Location identification items:

====================

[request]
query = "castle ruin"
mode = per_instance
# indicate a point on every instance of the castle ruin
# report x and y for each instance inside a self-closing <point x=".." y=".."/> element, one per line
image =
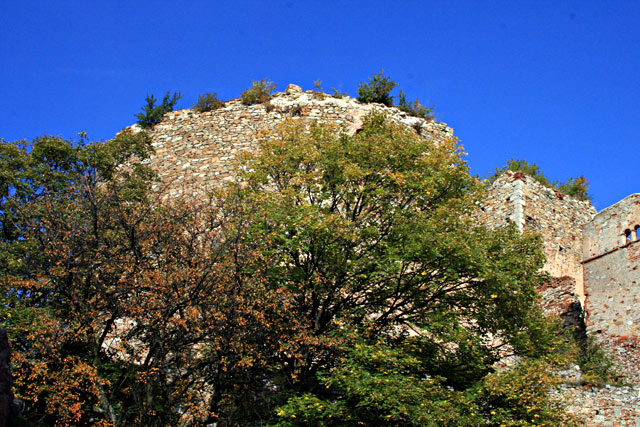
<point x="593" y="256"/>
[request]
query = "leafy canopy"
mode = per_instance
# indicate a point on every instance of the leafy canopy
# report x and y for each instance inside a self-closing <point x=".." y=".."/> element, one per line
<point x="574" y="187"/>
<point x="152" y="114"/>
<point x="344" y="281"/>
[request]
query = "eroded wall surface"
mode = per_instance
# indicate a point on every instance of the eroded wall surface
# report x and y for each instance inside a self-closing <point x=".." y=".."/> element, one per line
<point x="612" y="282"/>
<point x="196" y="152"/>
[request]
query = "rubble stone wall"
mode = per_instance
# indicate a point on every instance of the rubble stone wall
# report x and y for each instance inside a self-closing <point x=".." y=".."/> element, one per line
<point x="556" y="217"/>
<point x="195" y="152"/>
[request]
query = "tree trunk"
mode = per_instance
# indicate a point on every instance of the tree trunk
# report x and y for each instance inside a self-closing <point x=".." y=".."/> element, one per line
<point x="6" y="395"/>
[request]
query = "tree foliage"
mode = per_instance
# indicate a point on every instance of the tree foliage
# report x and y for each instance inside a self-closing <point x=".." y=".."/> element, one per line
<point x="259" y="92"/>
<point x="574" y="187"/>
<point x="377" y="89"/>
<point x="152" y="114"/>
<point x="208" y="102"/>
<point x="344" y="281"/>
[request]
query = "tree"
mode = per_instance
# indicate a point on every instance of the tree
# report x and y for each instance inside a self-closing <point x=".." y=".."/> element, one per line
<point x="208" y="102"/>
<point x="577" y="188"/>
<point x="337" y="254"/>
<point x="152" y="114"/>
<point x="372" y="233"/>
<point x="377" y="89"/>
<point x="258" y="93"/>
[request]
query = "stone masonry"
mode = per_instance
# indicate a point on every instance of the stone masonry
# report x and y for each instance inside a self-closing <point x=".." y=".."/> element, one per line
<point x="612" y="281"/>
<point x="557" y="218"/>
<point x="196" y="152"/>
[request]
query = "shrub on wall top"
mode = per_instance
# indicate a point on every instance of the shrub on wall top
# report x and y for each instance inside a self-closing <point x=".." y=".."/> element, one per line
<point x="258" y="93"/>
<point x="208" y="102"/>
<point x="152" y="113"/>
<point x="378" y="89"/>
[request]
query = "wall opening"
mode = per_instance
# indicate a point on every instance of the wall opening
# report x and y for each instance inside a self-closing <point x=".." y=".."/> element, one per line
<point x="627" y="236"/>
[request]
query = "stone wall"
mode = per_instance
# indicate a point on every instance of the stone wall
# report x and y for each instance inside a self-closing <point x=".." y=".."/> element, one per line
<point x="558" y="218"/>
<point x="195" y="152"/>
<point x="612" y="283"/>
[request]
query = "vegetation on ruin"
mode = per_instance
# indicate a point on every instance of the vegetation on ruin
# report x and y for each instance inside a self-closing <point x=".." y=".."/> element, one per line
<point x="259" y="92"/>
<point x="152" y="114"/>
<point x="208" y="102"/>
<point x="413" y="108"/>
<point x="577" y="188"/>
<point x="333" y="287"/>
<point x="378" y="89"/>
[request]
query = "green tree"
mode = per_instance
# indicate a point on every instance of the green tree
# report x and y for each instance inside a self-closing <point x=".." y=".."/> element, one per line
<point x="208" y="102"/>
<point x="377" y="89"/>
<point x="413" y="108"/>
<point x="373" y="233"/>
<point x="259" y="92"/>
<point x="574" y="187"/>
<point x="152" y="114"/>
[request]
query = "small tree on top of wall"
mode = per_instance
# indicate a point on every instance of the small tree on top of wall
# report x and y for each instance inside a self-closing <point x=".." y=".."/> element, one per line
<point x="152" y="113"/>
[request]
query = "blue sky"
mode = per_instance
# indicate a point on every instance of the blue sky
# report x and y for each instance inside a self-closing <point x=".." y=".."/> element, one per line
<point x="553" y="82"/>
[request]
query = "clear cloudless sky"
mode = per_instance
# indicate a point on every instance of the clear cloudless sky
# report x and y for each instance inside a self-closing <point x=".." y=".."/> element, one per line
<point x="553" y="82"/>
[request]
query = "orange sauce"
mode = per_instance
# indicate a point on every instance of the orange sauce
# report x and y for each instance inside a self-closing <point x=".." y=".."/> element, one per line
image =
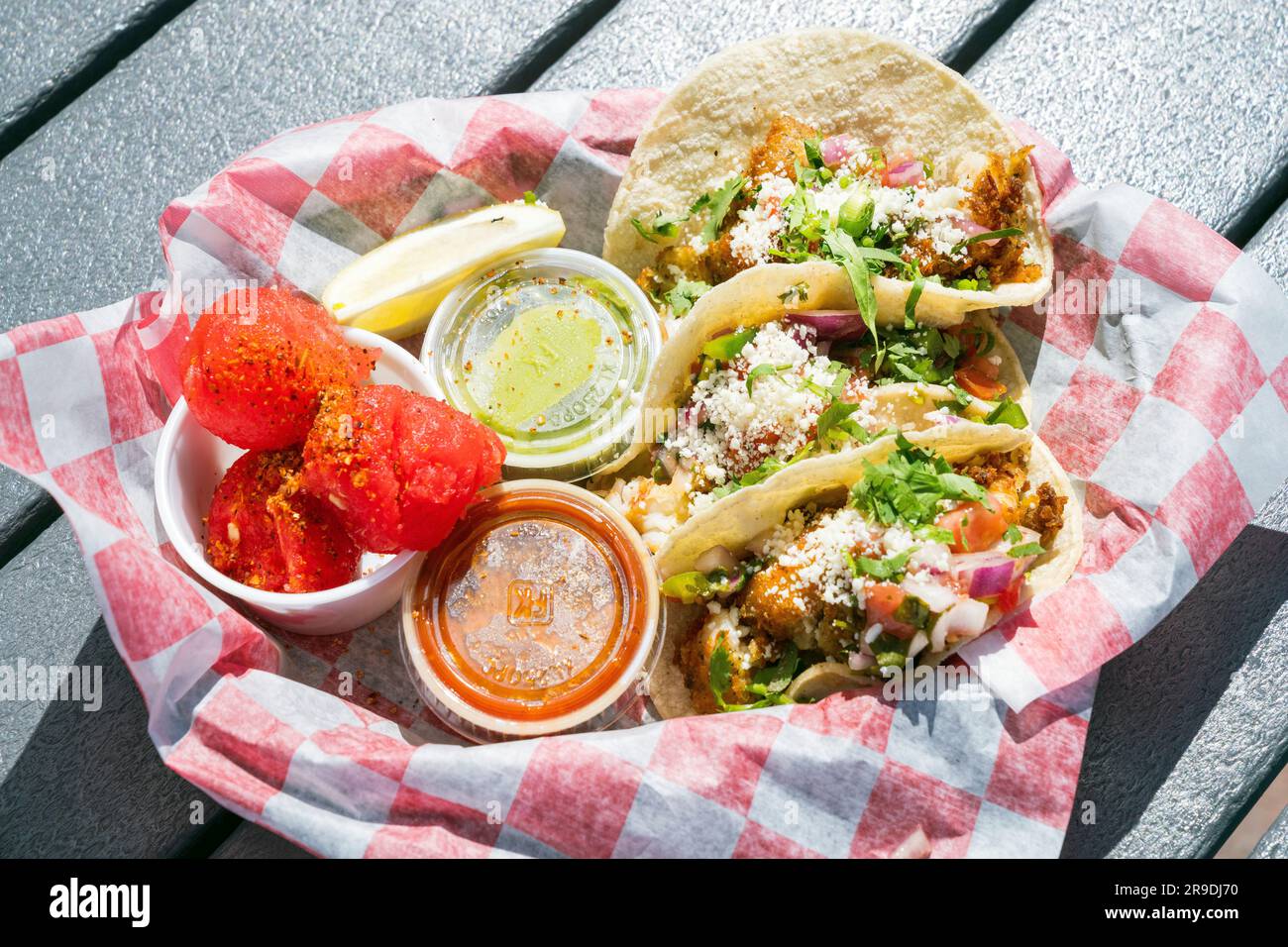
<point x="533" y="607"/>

====================

» **GOAL**:
Your job is to transcribe the entries above exactly; skip the pictures.

» **PROBLEM SOLUTION**:
[request]
query = "castle ruin"
mode = per_instance
# indicate a point on every instance of the castle ruin
# report x and y for each instance inside a self-closing <point x=".." y=".."/> element, one per line
image =
<point x="593" y="256"/>
[request]
query = "leafy canopy"
mode = per_instance
# indicate a point on every instance of the leafy canopy
# report x and y for each instance inside a self-closing <point x=".." y=".."/> element, one per line
<point x="574" y="187"/>
<point x="152" y="114"/>
<point x="344" y="281"/>
[request]
query = "eroded wall surface"
mode = per_instance
# indicate a point on every instance of the eroded wall surface
# report x and y for each instance inside a self-closing <point x=".." y=".."/> element, one per line
<point x="612" y="282"/>
<point x="196" y="152"/>
[request]
query = "rubble stone wall"
mode = per_instance
# indicate a point on every instance of the rubble stone wall
# report x and y for each instance inside a self-closing <point x=".." y=".."/> element, one per line
<point x="556" y="217"/>
<point x="195" y="152"/>
[request]
query = "tree trunk"
mode = per_instance
# indicate a point on every instance of the tree trunk
# report x and y for each instance inside a self-closing <point x=".." y=".."/> element, one per line
<point x="6" y="395"/>
[request]
query = "tree foliage"
mode = per_instance
# indicate a point on every instance of the tree foliage
# report x and y for each instance inside a self-closing <point x=".." y=".."/> element, one per line
<point x="259" y="92"/>
<point x="574" y="187"/>
<point x="377" y="89"/>
<point x="152" y="114"/>
<point x="208" y="102"/>
<point x="344" y="281"/>
[request]
query = "tree"
mode = per_instance
# indicate a point on every instance of the tree
# report x and y for each instance inside a self-closing <point x=".." y=".."/> element, one per line
<point x="208" y="102"/>
<point x="577" y="188"/>
<point x="337" y="254"/>
<point x="152" y="114"/>
<point x="372" y="233"/>
<point x="377" y="89"/>
<point x="258" y="93"/>
[request]
query = "stone masonry"
mode = per_instance
# indicate a point on every instance of the stone masonry
# report x and y for each instance inside a self-closing <point x=".." y=".."/> element, one per line
<point x="612" y="281"/>
<point x="557" y="218"/>
<point x="196" y="152"/>
[request]
query = "shrub on wall top"
mode = per_instance
# indicate a point on every instance of the shrub on wall top
# report x and y for each instance inside a self-closing <point x=".." y=".."/> element, one per line
<point x="258" y="93"/>
<point x="208" y="102"/>
<point x="152" y="113"/>
<point x="378" y="89"/>
[request]
query = "wall opening"
mode = per_instance
# indicate a point on every instance of the wall opening
# report x and y for each instance inside a self-closing <point x=".." y=".."/> element, one per line
<point x="627" y="236"/>
[request]
query = "stone wall"
mode = per_instance
# indicate a point on every instance of the stone wall
# report x and y for each instance inside a self-closing <point x=".." y=".."/> element, one per line
<point x="558" y="218"/>
<point x="195" y="152"/>
<point x="612" y="283"/>
[request]
query = "vegetation on ruin"
mode = per_instance
# indicate a point on every instance of the vegetation on ruin
# report x and y for each instance inside a self-closing <point x=".." y=".."/> element, one per line
<point x="259" y="92"/>
<point x="152" y="114"/>
<point x="208" y="102"/>
<point x="413" y="108"/>
<point x="577" y="188"/>
<point x="333" y="287"/>
<point x="378" y="89"/>
[request]
query = "green tree"
mode = per_instance
# indicate a point on every instance of the green tree
# report x and y for each instance inside a self-closing <point x=".." y=".."/> element, one per line
<point x="208" y="102"/>
<point x="377" y="89"/>
<point x="413" y="108"/>
<point x="373" y="233"/>
<point x="259" y="92"/>
<point x="574" y="187"/>
<point x="152" y="114"/>
[request]
query = "small tree on top of wall"
mode = per_instance
# indicate a point on every instance of the small tree on top of wall
# report x and y for each instance inside a self-closing <point x=".." y=".."/> element, one per line
<point x="152" y="113"/>
[request]
query = "blue sky"
mode = per_instance
# indicate a point on every instance of the blue sky
# report x and y for each instance inside a self-closing <point x=".." y=".."/> element, one per line
<point x="553" y="82"/>
[request]
query = "clear cloudless sky"
mode = per_instance
# indicate a point on every instance of the clear cloudless sky
# report x and y for each instance inside a self-closing <point x=".." y=".."/> element, one per line
<point x="553" y="82"/>
[request]
query = "orange sauce"
mode = per_instance
# indicate a point on every instance of the orange sauce
# report x and y for each instance inside a self-closing <point x=".." y=".."/> element, one per line
image =
<point x="533" y="607"/>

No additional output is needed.